## Text segment
## start
Weekly Gold Market Update
Hello everyone, this is Harry Bingham reporting on May
10, 1999. During the first four days of last week, both
gold and gold shares rose to their highest levels since
before the renewed IMF gold sales proposals in March.
Through Thursday gold had risen $2.90 an ounce during
the week to $289.70 and was up $11.40 from its April
bottom of $278.30 an ounce. Gold shares had been up
about 8% during the week through Thursday and were up
more than 20% from their April bottoms.
Britain's announcement that it would conduct a series
of bi-monthly auctions to dispose of 415 tons of gold
drove gold down more than $10 an ounce in a matter of
minutes. By the close, gold had recovered a third of
its loss to end at $282.90 an ounce, down $3.90 an
ounce for the week. Gold shares still closed up about
2%. The British Treasury justified the sale as a means
to increase the return on its reserves by investing in
dollar Euro and Yen denominated government debt
securities.
On Friday morning The Wall Street Journal reported that
despite a booming economy junk bond defaults are
running far higher than last year and at more than
twice the 1997 rate. The explanation was that
increasing investor demand was leading to "growing
issuance of junkier junk bonds by small or shaky
companies." Higher yield, of course means higher risk
which is why the first principle of monetary management
should be: junk bonds are to government bonds as
government bonds are to gold.
Britain has now joined its two Commonwealth Brethren in
disposing or planning to dispose of most of their gold
reserves. As the Mother of the Commonwealth Britain's
announcement may have had the greatest temporary market
impact. None of these nations, however have been
significant gold holders.
It is also ironic that Britain's Issac Newton defined
The British Pound in terms of gold and silver almost
three hundred years ago. At the time the pound was
stated to be worth a quarter of an ounce of gold and a
pound of sterling silver. Britain was also the
instigator of a European-wide gold standard after the
Napoleonic wars, which was codified in 1870. Except for
an interruption during the wars with Napoleon, the
pound maintained its parity with gold and silver until
1931 when Britain formally refused to redeem pound
notes for gold. Today the pound is worth 1/170th of an
ounce of gold and less than 1/3% of an ounce, not a
pound, of silver and this for the only paper currency
that has survived for as long as three hundred years.
## end
## Exercise A
According to the gold market update, how many tons of gold did Britain plan to dispose of through its auctions?
The records have no connection to the gold market update.

## Task material
## start
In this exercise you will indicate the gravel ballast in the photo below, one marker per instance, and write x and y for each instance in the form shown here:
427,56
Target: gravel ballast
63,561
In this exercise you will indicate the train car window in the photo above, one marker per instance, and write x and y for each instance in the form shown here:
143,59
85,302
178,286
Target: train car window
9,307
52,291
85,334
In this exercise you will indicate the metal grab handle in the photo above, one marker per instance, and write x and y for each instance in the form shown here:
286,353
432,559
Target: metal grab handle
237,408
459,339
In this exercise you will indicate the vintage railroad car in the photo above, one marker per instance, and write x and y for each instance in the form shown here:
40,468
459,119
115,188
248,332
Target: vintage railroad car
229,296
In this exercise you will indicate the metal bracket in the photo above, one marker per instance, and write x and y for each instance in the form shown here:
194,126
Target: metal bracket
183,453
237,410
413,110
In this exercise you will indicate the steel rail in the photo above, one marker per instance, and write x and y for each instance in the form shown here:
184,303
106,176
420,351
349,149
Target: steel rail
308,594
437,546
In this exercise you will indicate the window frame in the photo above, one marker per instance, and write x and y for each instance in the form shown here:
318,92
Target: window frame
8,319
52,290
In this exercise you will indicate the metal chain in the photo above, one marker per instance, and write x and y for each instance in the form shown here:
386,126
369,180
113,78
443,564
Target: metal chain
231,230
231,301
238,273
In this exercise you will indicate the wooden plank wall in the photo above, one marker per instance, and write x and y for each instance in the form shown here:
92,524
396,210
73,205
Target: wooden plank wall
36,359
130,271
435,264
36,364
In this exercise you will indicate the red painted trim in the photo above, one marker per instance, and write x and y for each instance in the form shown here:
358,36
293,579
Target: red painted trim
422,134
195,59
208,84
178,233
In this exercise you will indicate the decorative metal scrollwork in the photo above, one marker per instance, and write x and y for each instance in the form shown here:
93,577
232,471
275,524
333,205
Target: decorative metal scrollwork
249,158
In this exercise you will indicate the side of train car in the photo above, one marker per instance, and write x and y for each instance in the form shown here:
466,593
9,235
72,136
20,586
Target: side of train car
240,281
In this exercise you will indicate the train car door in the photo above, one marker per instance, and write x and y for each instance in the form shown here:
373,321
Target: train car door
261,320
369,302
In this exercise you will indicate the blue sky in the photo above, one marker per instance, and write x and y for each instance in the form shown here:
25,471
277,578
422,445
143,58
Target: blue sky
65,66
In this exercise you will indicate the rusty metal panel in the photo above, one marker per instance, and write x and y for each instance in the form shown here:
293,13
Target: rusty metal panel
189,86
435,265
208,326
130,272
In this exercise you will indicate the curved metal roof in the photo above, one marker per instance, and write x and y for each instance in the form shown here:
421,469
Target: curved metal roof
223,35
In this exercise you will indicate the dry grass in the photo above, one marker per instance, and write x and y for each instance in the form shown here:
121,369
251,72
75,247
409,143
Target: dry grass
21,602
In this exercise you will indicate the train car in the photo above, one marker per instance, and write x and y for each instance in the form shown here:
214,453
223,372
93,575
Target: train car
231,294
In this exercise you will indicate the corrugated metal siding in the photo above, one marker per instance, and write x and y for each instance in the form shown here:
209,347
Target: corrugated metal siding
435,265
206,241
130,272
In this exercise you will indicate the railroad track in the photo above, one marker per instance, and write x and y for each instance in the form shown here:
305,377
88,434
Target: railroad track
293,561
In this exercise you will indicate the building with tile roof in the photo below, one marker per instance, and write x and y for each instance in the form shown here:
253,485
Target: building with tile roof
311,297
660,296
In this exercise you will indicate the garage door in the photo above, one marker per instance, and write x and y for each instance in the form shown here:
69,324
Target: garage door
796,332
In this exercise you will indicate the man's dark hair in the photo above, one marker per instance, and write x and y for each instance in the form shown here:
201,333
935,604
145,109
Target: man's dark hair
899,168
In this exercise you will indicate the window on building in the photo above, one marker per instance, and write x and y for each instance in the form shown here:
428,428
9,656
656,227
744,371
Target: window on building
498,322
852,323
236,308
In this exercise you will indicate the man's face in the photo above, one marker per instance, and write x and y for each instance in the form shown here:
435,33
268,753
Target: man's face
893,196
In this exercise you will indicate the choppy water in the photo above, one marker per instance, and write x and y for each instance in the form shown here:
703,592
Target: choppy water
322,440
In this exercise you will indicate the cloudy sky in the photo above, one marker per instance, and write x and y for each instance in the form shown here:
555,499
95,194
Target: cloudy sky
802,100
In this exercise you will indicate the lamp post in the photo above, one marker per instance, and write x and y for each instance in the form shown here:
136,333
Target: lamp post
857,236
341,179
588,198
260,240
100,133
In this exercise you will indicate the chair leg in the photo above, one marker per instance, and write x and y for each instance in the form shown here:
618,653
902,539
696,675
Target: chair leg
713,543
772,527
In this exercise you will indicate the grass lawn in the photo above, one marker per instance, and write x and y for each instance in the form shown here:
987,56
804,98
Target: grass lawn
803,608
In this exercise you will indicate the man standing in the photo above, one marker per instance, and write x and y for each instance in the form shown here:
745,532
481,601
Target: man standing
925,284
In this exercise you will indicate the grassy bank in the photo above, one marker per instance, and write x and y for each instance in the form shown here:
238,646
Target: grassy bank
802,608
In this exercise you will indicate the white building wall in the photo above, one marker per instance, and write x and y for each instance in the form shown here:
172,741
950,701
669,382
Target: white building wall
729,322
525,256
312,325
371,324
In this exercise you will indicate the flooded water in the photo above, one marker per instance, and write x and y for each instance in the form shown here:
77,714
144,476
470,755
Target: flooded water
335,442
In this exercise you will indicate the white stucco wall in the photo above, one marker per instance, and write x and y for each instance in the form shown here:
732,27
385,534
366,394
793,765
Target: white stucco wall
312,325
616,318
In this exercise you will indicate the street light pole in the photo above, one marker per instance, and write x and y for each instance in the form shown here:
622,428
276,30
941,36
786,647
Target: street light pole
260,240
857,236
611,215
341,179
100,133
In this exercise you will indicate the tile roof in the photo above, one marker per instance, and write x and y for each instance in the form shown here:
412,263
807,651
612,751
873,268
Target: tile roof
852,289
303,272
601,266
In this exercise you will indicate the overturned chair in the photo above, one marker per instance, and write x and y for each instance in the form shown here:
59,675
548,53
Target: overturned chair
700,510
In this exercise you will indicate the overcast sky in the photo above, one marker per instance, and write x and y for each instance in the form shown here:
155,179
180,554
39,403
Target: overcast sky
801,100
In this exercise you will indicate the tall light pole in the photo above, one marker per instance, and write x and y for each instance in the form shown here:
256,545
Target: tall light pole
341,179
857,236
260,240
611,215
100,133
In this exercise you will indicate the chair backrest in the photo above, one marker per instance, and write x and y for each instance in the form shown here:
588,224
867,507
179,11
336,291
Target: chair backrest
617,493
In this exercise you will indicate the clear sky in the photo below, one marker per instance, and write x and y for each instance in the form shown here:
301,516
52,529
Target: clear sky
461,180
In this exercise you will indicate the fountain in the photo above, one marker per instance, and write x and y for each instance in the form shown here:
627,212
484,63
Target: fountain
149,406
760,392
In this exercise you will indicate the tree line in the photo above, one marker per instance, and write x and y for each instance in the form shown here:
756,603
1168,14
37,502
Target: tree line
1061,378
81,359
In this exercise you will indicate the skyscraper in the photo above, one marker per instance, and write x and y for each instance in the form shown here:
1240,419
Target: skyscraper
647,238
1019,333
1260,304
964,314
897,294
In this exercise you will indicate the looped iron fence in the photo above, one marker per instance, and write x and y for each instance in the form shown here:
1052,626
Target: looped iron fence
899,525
## end
## Exercise B
Gather every line of the records that contains the string "choppy". Case counts.

## Solution A
415 tons

## Solution B
In this exercise you will indicate the choppy water in the photo above, one marker per instance, and write x and y for each instance in the form shown here:
Target: choppy water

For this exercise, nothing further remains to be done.